**WHAT IS EXPECTED**
Move the material over from its start through the line containing "[705,0,768,39]", copying every line, and add -69 to each bounding-box coordinate along the way.

- - -

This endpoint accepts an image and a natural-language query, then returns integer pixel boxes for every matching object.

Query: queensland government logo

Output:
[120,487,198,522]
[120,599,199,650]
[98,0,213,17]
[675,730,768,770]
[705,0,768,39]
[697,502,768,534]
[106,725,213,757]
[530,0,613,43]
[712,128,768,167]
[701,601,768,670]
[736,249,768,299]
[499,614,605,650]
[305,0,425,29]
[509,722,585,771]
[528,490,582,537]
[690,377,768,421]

- - -

**FINISHED TASK**
This endpoint accepts an image and a natural-language query, then returns integer pixel boxes for every matching object.

Query: queensland government logo

Output:
[51,418,129,453]
[51,530,130,581]
[29,-69,144,-52]
[606,661,699,701]
[636,-69,699,-30]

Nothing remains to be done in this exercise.